## start Text section
Thanks a lot, when I used tmax=1e08, the project took about 7 days, after that I used the "plotMaxRegionVsQend.R" of the scripts, I got some figures, for example,the figure of "Average number of players per game", I could see the picture has the same trend of that in your picture, but it does not as wonderful as yours. Here is my results data and some figures https://github.com/Frostjon/the-culutre.I wonder if it is the tmax=1e08(not 1e09) makes this result?

Frostjon commented 5 years ago

And I found that there are two values of q in results.csv, so how does the figures take different values?Thanks!

stivalaa commented 5 years ago

The different values of q for the simulations are listed in the q_list in multiruninitmain.py main function (around line 600 and following). Similarly for theta_list, noise_list, etc. So you should carefully set these to choose what simulations to run - and it can result in a very large number since all the different values are done in nested loops e.g. for every value of q in q_list it uses then every value of theta in theta_list, etc.

These all end up in results.csv and then the R scripts plot them using the different values as factors (or continous values as appropriate).

Probably differences are due to having smaller tmax. You can plot with time on the x axis with plotMaxRegionVsTime.R etc. to check that it is reaching stochastic equilibrium. Note than when there is no noise you can run until it reaches a fixed point (absorbing state) but when there is any noise then it is stochastic so there is no absorbing state, changes can always happen.

Frostjon commented 5 years ago

Thanks a lot . Now I realized if I want to draw the FIG.1 in your paper("Culture and cooperation in a spatial public goods game") . I should reset the q_list=[1,2,3...,100] in multiruninitmain.py. Is that right?

Frostjon commented 5 years ago

What's more, is "tmax" parameter means iterations? And can I set the "runs" parameter for a low value, such as 20, is it has other influence?

stivalaa commented 5 years ago

Yes, Fig. 1 has different values of q from 1 up to 100 so you would need them in q_list. tmax is the number of iterations. The runs parameter is the number of times the model is run with the same set of parameters, so that the variance of the resulting statistics can be computed to get the error bars on the plots, so it could be reduced to 20 for example rather than the 50 used in the paper if you want to use less resources .

Frostjon commented 5 years ago

Thank you very much, and I want to ask is there any other parameter that can reduce, if I just want to get Fig.1.[2.3]. My pc is not very well, I try to build a small cluster recently.

stivalaa commented 5 years ago

You could try setting runs to 1 to just get single data points without any idea of variance (so no error bars) but of course then that is quite different from the published figures. Also since noise = 0 is qualitatively different from any nonzero noise, if you are only interested in one case you cat just set noise_list = [0] for zero noise or noise_list = [1e-06] for example for just one case of nonzero noise.

Frostjon commented 5 years ago

Yes, when I use this command "mpirun -n 20 -hostfile servers --mca mpi_warn_on_fork 0 python ./lattice-python-mpi/src/axelrod/geo/expphysicstimeline/multiruninitmain.py m:100 F:5 strategy_update_rule:fermi culture_update_rule:fermi ./lattice-jointactivity-simcoop-social-noise-constantmpcr-cpp-end/model 10000", I realized the -n parameter is relate to runs parameter, does this mean I cannot use this command to accelerate the running of the program if I just want to get single date points of variance(I cannot use mpi to accelerate the program if I just want to get single date points of variance?)
## end Text section
## start Dataset rows
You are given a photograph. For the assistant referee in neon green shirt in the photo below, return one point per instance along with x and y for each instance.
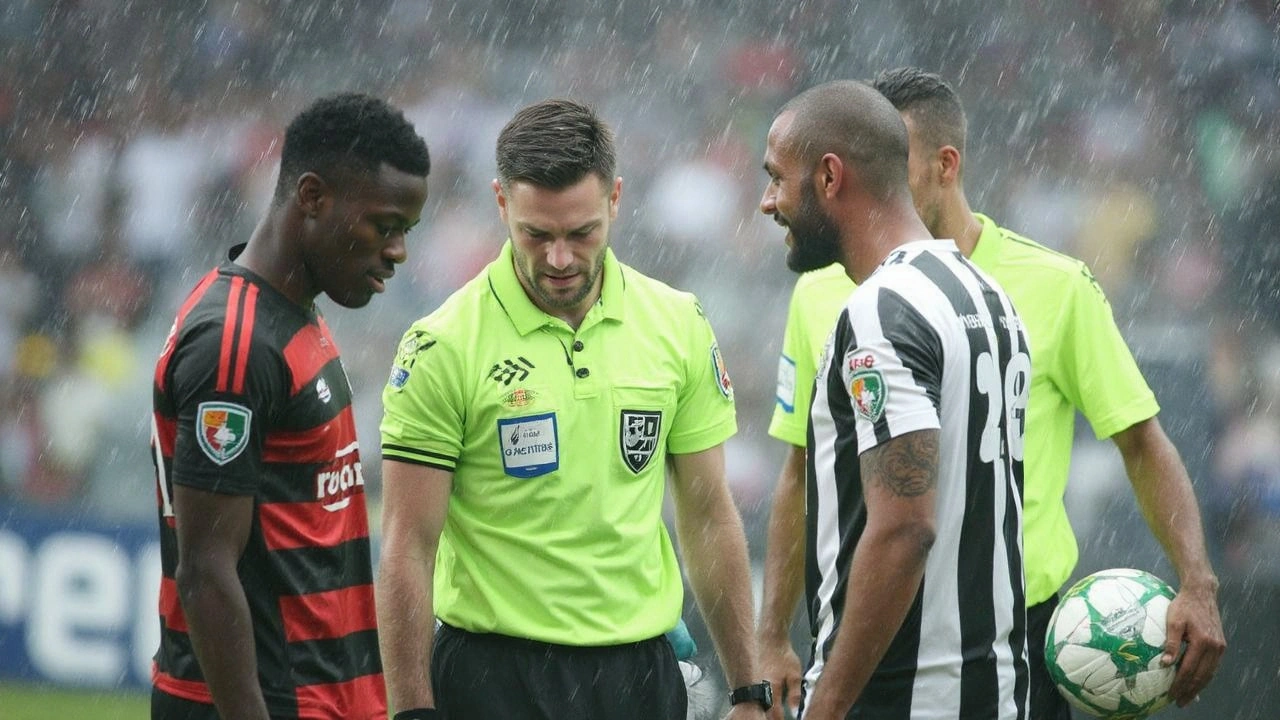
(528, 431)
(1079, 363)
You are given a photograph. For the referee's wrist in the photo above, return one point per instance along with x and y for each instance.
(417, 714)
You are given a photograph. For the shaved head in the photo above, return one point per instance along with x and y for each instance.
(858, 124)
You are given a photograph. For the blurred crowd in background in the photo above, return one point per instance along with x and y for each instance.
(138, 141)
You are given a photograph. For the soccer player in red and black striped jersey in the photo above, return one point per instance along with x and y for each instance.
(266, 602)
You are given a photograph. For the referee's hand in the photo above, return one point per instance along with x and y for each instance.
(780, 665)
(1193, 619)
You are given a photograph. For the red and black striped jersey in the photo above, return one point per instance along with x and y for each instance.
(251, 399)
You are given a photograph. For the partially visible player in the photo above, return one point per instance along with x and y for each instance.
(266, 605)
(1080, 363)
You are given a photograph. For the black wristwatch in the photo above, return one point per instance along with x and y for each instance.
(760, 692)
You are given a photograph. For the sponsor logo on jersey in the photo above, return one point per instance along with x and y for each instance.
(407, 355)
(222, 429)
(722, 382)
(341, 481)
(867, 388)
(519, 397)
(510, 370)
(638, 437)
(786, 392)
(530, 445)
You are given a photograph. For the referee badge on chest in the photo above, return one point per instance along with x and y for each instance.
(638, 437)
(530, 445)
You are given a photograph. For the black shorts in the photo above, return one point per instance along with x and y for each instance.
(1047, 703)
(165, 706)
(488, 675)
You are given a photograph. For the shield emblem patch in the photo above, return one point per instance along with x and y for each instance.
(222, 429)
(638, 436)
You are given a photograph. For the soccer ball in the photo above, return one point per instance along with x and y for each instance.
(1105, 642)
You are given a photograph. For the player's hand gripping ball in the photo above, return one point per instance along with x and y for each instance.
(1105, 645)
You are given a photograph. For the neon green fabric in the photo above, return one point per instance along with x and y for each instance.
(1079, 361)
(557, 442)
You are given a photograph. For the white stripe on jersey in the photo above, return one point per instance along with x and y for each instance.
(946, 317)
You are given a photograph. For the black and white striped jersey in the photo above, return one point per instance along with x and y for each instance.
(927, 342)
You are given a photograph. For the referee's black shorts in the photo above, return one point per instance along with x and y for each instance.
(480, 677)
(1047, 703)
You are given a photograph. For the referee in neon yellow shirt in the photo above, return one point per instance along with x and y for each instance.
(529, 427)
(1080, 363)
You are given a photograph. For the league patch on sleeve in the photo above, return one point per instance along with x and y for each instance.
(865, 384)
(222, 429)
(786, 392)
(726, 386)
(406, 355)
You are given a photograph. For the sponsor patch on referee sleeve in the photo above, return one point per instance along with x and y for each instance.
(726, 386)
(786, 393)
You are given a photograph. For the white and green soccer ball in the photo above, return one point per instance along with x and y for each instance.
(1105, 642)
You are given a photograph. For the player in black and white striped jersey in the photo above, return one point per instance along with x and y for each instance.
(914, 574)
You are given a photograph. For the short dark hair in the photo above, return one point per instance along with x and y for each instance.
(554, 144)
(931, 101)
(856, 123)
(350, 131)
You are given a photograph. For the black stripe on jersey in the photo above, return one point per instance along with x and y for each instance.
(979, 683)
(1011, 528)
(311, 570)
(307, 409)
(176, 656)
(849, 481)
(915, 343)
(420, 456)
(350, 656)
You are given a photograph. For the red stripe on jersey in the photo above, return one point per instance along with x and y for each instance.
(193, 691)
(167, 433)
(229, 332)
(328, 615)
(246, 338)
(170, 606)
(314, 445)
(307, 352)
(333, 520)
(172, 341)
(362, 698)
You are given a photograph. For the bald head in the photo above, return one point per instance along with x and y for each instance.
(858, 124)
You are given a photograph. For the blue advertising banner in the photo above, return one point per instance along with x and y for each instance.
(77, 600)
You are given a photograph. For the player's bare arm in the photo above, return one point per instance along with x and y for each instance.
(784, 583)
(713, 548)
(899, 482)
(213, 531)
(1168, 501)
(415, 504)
## end Dataset rows
== To-do list ==
[1] In the simulation thread, how many runs were used in the paper?
[2] List every variable name ending in "_list" that the simulation thread mentions.
[3] Write the next reply in the simulation thread, picking up after its final comment.

== Expected answers ==
[1] 50

[2] q_list, theta_list, noise_list

[3]
stivalaa commented 5 years ago

Yes, this version was optimized (as per the comments in the top) so that you want the same number of tasks as runs, since then the repetitions of the same run can be run in parallel as they are likely to take (approximately) the same time so this maximizes the use of the parallel tasks - and it is important for the results (especially for publication) to get the error bars so I always wanted at least 10 (and preferably) more repetitinos of each parameter set. There is another versino of the code (main.py instead of multiruninitmain.py) that did not do this so you could parallelize even a single run but it doesn't seem to be included in the code i uploaded to git and I'm not sure I kept it up to date with all the code changes I made in multiruninitmain.py so it probably no longer works (even if I could find the latest version).

Frostjon commented 5 years ago

Well, when I use the parameter "q_list = [2,10,20,30,35,40,45,50,52,55,58,60,65,68,70,73,75,80,85,90,95,100] ,noise_list = [ 0, 1e-05, 1e-03, 1e-01 ],tmax = 1000000000 # 1e09",the project runs for about a month and still not stop,I give 8 cpus (and each one have 2 cores, the cpu is E5-2620*2),is that configuration too low? And I want to ask how long it takes in your computer?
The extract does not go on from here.